Dataset records:
——————————
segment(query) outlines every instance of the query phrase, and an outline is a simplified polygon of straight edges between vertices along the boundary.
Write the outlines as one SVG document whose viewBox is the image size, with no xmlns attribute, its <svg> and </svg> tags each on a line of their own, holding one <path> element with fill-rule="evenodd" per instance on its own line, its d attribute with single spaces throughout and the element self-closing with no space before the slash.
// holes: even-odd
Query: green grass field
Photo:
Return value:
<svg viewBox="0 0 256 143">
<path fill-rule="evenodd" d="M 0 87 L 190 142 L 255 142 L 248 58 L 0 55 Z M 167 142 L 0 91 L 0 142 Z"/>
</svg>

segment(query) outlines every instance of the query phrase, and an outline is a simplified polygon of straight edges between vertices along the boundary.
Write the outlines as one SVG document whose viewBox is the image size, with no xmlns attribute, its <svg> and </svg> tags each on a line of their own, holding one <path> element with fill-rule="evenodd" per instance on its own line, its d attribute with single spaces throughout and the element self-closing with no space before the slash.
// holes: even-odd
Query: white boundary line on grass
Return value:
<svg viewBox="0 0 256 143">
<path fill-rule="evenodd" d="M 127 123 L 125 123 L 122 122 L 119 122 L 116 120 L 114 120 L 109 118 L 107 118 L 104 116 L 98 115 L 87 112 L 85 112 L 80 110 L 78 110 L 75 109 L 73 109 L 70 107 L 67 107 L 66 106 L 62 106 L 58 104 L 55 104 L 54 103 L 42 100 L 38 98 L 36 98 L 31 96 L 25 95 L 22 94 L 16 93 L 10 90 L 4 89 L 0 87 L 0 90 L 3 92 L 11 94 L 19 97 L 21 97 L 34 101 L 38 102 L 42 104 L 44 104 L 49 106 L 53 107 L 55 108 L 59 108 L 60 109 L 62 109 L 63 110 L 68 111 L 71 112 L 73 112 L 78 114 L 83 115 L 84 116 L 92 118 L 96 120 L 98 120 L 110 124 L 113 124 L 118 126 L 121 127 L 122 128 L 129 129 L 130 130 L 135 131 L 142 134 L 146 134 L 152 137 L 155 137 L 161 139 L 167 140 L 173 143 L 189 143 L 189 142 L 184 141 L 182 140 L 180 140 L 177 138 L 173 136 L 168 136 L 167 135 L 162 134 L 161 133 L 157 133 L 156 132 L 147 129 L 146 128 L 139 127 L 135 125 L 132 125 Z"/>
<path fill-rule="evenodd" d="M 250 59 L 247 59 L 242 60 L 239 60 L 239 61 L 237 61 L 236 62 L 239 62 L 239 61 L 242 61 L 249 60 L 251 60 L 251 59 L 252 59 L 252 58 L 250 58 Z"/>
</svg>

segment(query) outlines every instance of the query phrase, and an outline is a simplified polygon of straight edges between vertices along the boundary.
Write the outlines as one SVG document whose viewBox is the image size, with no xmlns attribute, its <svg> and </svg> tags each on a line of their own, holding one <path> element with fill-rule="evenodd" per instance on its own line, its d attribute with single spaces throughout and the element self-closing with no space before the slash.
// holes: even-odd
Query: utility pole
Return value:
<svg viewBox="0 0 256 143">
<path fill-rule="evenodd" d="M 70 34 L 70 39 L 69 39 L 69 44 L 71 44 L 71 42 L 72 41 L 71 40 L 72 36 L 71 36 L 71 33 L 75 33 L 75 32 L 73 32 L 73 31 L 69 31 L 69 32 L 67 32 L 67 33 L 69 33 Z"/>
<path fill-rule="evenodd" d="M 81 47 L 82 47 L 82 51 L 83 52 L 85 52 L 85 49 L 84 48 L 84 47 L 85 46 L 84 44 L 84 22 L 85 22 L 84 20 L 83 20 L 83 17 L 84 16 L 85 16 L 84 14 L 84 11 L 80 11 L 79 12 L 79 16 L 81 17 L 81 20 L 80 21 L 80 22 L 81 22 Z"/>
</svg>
——————————
EXERCISE GOAL: Find every line above that contains the string "grass" and copy each one.

RESULT FOR THIS EXERCISE:
Query: green grass field
Query: white boundary line on grass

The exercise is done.